** DOCUMENT SECTION follows **
The genetic mutations that persist among us, called genetic variants or polymorphisms, can occur at various frequencies within a population; some are rare and unique to a family, whereas others are common and have spread throughout humanity. These genetic variants can be assessed to evaluate how different two individuals are, and therefore figure out their relationship. The first human genetic variation identified was the ABO blood-group system in 1900, which was used almost immediately for assessing close relationships such as paternity. Today, technological advancements allow us to examine the entire genome in exquisite detail and to identify essentially all of such genetic differences. Typically, when one compares two copies of the human genome, say the maternal and paternal copies in any one of us, we find one of every 1000 bases to be different. Because the human genome is three billion bases long, that represents three million differences. Like the Hubble telescope that has allowed us to see deeper into space and time, new genomic technologies can identify all of these differences today and allow us to detect ever more remote relationships, and ancestries to 100,000 years before present or more, and do so on a global scale. The consequent stories of what these similarities and differences mean for similarities and differences in human traits and diseases are only in their infancy.
THE BIOLOGICAL BASIS FOR VARIATION IN HUMAN TRAITS AND DISEASES
Friar Gregor Mendel was the first geneticist (Orel 1996). He was deeply interested in the question of how differences in plant characteristics arise and how they are propagated. His now famous experiments, using simple observable traits (plant height, seed shape, flower color) of the pea plant, allowed him to infer that trait variants were owing to differences in separate “factors,” that these factors existed as pairs in individuals, and that one of each was transmitted to each offspring, randomly and independently of other factors. Mendel’s factors are today’s genes. A fact not appreciated is that Mendel performed many other similar experiments with other traits and other plants and failed to uncover similarly clarifying principles (Orel 1996). This is not to say his rules of inheritance governing genes are incorrect; these apply to all genes. Rather, some genes have overwhelming effects on a trait and so the trait inheritance patterns are simple, the so-called Mendelian traits, such as those of plant height, seed shape, and flower color in the pea plant. Other genes, however, exert their effects in concert with numerous other genes, none of which overwhelm the others and thus have more complex patterns of inheritance. The fact is that Mendelian inheritance of “traits” is very much the exception, not the rule (Chakravarti 2010). The failure to understand this key feature led to considerable and bitter controversy in the early genetics literature (the Mendelian-biometrical debate) when some held that metrical traits such as height were not inherited but rather their variation arose solely from environmental differences (Provine 1971).
** End of DOCUMENT SECTION **
** DATA FOR REVIEW follows **
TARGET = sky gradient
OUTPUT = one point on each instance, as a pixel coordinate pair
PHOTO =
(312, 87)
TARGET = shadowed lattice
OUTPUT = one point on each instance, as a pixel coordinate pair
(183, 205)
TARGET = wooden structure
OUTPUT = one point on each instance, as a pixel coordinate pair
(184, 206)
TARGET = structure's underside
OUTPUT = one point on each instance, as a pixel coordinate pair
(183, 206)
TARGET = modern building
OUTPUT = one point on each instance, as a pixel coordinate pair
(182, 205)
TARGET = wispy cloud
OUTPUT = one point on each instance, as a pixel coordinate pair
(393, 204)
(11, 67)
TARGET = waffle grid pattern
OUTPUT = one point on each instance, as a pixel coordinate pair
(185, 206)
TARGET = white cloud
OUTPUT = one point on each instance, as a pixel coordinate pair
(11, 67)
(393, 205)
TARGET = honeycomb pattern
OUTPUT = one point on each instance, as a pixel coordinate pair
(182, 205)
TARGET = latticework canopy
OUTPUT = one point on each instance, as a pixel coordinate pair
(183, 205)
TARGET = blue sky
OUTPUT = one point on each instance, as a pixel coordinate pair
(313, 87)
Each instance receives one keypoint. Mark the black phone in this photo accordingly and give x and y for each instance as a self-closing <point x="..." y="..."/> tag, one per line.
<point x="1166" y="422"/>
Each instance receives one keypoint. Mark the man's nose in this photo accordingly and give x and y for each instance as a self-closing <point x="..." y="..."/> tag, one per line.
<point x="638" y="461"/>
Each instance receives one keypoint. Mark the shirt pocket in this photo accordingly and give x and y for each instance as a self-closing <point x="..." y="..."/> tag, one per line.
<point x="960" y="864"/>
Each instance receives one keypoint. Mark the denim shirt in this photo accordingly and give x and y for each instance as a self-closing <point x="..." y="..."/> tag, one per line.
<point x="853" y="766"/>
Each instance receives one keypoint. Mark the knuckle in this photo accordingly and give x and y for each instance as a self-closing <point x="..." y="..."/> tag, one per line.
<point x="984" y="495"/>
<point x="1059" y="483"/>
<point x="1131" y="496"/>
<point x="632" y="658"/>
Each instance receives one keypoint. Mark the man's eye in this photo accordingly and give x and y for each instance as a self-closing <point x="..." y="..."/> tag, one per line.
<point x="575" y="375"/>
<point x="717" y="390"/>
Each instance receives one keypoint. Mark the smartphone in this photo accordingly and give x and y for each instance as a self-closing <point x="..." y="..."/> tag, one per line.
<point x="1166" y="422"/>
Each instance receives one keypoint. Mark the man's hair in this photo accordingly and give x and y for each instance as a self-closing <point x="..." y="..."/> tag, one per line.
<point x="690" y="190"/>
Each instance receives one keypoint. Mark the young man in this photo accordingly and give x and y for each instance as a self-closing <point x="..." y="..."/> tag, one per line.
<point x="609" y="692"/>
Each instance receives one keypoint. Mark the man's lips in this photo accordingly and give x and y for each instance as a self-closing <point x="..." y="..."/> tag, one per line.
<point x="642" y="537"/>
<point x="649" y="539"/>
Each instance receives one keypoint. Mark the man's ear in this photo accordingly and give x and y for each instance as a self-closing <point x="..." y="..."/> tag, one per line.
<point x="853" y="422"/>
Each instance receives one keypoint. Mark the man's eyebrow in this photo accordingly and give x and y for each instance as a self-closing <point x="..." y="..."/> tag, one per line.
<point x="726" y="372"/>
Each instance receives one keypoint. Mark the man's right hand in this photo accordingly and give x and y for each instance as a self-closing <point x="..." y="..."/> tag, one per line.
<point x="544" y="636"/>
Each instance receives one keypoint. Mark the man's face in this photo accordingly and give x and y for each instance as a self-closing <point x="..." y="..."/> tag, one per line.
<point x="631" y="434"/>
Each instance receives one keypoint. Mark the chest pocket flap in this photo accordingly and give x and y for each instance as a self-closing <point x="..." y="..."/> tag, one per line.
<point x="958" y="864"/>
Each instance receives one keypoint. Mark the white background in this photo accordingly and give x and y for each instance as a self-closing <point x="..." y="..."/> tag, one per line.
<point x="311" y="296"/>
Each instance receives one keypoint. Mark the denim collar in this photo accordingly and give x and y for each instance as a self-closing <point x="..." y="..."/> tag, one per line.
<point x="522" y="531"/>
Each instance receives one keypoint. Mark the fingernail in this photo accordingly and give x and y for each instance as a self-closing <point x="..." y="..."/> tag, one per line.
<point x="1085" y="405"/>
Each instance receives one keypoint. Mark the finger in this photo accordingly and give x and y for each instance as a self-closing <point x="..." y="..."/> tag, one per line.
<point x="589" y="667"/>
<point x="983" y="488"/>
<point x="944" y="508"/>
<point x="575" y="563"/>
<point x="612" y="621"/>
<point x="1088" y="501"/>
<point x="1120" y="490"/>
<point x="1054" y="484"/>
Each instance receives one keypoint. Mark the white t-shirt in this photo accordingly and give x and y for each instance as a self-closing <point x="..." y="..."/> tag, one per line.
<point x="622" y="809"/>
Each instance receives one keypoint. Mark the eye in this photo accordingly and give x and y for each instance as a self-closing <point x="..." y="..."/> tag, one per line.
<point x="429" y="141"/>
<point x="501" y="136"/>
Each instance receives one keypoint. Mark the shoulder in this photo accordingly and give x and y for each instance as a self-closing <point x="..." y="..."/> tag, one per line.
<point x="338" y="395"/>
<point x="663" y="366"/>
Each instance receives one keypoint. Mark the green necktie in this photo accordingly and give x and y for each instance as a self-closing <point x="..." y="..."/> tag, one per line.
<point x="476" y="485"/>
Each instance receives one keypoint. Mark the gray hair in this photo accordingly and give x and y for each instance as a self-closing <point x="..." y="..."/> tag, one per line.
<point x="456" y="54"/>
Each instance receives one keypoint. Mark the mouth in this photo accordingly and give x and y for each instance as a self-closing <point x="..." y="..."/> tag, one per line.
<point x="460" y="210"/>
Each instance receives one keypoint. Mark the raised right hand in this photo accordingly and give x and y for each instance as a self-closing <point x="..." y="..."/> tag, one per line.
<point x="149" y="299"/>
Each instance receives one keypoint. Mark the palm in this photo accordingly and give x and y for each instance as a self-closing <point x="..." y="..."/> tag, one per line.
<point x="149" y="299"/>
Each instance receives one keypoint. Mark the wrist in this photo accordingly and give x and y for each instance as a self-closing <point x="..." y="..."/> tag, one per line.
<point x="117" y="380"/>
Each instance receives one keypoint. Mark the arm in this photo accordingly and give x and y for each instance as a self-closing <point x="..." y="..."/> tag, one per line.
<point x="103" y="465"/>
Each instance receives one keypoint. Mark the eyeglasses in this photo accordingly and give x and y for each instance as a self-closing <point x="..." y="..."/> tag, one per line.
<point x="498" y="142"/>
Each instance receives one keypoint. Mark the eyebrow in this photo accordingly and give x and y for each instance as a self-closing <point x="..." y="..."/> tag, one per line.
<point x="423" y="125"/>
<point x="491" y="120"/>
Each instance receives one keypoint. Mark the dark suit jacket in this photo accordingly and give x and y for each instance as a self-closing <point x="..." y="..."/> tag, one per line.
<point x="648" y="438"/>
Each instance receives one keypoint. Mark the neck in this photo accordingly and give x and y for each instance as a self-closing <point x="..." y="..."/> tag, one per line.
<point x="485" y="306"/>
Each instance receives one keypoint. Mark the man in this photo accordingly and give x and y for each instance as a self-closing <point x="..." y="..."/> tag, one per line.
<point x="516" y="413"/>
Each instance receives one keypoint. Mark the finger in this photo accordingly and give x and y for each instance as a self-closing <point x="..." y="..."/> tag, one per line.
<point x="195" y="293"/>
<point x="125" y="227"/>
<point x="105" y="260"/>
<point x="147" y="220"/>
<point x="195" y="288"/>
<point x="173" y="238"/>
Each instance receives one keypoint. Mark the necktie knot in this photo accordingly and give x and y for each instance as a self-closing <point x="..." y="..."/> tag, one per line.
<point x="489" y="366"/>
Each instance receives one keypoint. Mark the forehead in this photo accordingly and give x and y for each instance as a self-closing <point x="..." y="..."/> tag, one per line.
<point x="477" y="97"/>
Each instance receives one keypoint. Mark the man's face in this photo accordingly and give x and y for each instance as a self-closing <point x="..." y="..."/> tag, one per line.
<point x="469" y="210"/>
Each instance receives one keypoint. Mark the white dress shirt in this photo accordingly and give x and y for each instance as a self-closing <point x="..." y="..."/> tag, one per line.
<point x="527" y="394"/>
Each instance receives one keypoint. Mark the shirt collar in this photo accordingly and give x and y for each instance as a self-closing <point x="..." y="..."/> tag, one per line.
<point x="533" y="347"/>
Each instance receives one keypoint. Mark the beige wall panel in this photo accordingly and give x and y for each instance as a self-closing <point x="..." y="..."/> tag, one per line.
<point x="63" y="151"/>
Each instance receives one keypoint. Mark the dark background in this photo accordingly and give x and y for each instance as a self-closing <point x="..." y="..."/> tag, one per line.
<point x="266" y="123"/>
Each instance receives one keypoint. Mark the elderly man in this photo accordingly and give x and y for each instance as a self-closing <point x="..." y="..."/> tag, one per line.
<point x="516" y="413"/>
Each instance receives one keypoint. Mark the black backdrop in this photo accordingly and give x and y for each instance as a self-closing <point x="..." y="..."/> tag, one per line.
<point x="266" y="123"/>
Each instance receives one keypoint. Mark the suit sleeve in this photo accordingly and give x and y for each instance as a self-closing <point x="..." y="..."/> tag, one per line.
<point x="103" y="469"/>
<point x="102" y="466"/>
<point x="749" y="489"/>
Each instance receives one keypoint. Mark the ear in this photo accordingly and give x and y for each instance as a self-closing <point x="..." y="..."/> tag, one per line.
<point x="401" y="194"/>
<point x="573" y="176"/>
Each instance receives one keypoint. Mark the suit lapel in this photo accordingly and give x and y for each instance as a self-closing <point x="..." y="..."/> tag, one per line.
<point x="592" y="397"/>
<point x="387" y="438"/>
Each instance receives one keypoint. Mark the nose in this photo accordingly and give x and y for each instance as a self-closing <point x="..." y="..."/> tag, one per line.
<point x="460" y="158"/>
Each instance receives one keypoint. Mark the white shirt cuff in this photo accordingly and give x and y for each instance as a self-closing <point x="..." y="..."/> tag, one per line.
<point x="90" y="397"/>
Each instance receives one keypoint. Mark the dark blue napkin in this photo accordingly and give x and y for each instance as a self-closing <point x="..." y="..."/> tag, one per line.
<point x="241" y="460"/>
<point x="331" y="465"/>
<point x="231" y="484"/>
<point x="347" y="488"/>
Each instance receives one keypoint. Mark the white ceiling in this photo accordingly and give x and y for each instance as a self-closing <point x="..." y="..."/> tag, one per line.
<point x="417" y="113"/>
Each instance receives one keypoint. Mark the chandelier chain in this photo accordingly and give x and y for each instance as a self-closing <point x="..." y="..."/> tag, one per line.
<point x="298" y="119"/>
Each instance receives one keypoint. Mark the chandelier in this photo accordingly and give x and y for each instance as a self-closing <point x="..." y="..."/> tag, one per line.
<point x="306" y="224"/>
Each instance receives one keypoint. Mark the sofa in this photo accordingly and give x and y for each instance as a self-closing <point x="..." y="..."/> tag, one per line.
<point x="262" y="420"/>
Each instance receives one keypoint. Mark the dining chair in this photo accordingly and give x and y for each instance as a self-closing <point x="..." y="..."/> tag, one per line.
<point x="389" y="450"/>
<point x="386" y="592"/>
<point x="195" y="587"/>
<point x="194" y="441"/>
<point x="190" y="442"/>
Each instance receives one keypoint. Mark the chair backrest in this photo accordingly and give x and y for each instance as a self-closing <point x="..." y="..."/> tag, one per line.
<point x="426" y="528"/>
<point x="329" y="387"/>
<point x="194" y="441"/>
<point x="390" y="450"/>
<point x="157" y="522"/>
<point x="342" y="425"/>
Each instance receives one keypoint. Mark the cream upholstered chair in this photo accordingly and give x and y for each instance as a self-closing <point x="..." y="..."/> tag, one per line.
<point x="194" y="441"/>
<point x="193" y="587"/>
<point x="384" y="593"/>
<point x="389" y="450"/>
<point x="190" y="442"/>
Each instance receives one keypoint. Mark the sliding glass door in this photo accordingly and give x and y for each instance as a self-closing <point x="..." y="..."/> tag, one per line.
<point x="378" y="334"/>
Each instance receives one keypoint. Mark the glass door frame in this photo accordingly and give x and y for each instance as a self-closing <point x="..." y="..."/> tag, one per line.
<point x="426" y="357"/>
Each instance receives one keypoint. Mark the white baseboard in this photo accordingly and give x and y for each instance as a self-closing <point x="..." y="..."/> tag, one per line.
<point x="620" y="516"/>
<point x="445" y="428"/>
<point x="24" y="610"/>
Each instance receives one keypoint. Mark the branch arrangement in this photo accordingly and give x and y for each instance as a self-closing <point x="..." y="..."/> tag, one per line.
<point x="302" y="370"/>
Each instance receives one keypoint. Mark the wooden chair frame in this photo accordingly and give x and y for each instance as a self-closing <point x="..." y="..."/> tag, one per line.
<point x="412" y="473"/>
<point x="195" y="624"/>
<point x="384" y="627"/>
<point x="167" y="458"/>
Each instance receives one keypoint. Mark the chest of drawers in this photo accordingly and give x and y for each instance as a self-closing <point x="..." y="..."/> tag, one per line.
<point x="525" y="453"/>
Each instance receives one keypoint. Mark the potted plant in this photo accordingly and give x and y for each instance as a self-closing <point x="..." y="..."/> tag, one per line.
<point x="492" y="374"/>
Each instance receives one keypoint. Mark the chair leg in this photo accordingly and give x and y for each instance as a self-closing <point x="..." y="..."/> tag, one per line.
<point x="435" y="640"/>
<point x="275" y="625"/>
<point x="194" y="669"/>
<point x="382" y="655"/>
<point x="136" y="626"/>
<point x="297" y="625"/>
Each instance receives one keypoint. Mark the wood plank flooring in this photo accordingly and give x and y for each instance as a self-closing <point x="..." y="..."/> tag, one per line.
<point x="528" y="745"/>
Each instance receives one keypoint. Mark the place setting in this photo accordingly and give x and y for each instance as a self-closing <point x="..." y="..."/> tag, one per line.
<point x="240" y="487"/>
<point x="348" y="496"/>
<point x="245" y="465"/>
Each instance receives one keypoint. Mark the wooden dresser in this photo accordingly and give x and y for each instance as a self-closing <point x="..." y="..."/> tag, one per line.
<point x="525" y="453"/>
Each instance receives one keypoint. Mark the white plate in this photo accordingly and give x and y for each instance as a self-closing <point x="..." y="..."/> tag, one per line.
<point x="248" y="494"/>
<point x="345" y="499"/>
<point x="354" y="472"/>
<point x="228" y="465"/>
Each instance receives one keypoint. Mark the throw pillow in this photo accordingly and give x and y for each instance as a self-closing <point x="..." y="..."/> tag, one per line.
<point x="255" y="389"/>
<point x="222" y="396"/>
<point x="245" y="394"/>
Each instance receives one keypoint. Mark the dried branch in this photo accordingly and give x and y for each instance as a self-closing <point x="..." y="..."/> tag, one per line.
** End of DATA FOR REVIEW **
INSTRUCTIONS TO FOLLOW - Go on with the genetics text on human variation and Mendelian inheritance, starting after its final sentence.

WRITTEN RESPONSE -
Eighty years hence, we are considerably more informed as to the nature of non-Mendelian inheritance. Much of the science of genetics has advanced from the experimental use of Mendelian inheritance to uncover its biological and molecular underpinnings. We also know that although some traits arise from the actions of two or at most a few genes, the vast majority of traits are genetically complex arising from the actions and interactions of numerous, hundreds or even thousands of genes. We know this because contemporary genetics allows us to map the locations of the individual genes contributing to a trait and, for most, a role for hundreds of genes has been revealed (Lango Allen et al. 2010). We also know that many more unmapped genes exist and that the individual-to-individual variation in a trait also involves the contributions from other domains, namely, environmental and epigenetic factors. The term environmental as used in genetics is both broad and nonspecific, and can include everything from lifestyle (diet, exercise) to ecological (weather, altitude) to social (income, education, health-care access) and cultural (diet, belief systems) factors. The term epigenetic is also broad and includes a whole host of cellular processes that can direct the actions of genes without being dependent on the sequence of a specific genome. There is also increasing evidence that cellular (genetic) outcomes are not deterministic but inherently dynamic and stochastic. Genes do not determine only one outcome, but a range of possible ones. Finally, consider that biological effects cannot be arbitrary but are both canalized (restricted to certain possibilities) and built to preserve homeostasis (physiological regulation maintaining more or less constant internal conditions). There is one more arbiter; evolution decides which of the many genetic changes that occur within our genomes will be retained and which ones will be culled depending on whether the change is beneficial or not.
The variation in any trait, or for that matter disease susceptibility in any species including our own, is the result of many factors (genetic, epigenetic, environmental) each of which can be further divided into multiple subfactors. It is no surprise that traits can be inherited in a complex manner because beyond genes, whose inheritance patterns we understand, the epigenetic and environmental factors can also be “inherited,” albeit according to rules still not understood (Cavalli-Sforza and Feldman 1981; Jirtle and Skinner 2007). It is then also unsurprising that Mendelian inheritance of traits is rare, because these represent the unusual singular effects of one gene that overwhelms the extant nongenetic variation.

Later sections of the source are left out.